→ Exercise goal
Update the data from the line containing "Each instance receives exactly one keypoint. Tag the window" through the end, swapping "keypoint" for "point" and keeping everything else unchanged. Return only those lines.

* START Source records *

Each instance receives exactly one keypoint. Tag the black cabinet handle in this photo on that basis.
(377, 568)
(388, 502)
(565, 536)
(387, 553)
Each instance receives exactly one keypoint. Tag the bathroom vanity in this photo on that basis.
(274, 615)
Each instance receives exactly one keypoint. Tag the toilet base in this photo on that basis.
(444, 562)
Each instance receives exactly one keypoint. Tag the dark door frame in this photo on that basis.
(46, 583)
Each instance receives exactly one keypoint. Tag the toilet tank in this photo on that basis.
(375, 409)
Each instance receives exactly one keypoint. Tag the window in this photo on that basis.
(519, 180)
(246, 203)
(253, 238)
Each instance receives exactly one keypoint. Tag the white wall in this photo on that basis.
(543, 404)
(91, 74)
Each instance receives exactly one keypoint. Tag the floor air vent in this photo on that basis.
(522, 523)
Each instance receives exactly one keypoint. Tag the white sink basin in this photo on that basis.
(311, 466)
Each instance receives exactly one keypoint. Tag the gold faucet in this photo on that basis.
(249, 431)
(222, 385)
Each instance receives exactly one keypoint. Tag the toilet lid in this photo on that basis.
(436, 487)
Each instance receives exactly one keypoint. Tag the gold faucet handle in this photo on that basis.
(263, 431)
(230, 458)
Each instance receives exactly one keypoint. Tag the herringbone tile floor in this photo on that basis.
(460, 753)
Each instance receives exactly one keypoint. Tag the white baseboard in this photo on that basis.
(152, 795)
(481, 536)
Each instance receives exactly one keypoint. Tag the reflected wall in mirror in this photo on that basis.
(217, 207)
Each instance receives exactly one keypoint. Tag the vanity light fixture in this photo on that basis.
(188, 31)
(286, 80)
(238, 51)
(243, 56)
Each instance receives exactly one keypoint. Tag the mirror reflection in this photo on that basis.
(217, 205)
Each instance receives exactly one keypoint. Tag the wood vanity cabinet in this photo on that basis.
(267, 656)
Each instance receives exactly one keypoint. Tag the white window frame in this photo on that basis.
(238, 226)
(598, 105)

* END Source records *

→ Expected answer
Each instance receives exactly one point. Tag the window in this photo on that basis.
(519, 180)
(246, 203)
(253, 238)
Each instance receives exactly one point. Tag the white wall in this photo on that basis.
(543, 404)
(91, 74)
Each instance receives exactly one point. Tag the floor air vent in this photo on that basis.
(522, 523)
Each instance receives exactly one point. Tag the white sink basin in this photo on that basis.
(311, 466)
Each instance receives exactly one point. Tag the gold faucet in this photo on that basis.
(249, 431)
(222, 385)
Each instance receives exactly one point. Tag the toilet lid in this photo on that basis.
(436, 487)
Each instance receives exactly one point. Tag the gold faucet handle in this photo on that basis.
(263, 431)
(230, 458)
Each instance receives exactly one point. Tag the herringbone tile floor in this photo on that basis.
(460, 753)
Each instance receives exactly one point. Tag the white baseboard in this photo on that basis.
(152, 795)
(481, 536)
Each instance receives exactly one point. Tag the reflected wall in mirror in this photo on that basis.
(217, 207)
Each instance receives exactly one point. Tag the vanity light fixture in this photo on that basis.
(188, 31)
(286, 80)
(238, 51)
(243, 56)
Each instance receives exactly one point. Tag the mirror reflection in this photo on that basis.
(217, 205)
Each instance receives exactly one point. Tag the wood vanity cabinet in this photo on that basis.
(267, 656)
Each instance receives exactly one point. Tag the white window frame in this photo on that basis.
(238, 226)
(598, 105)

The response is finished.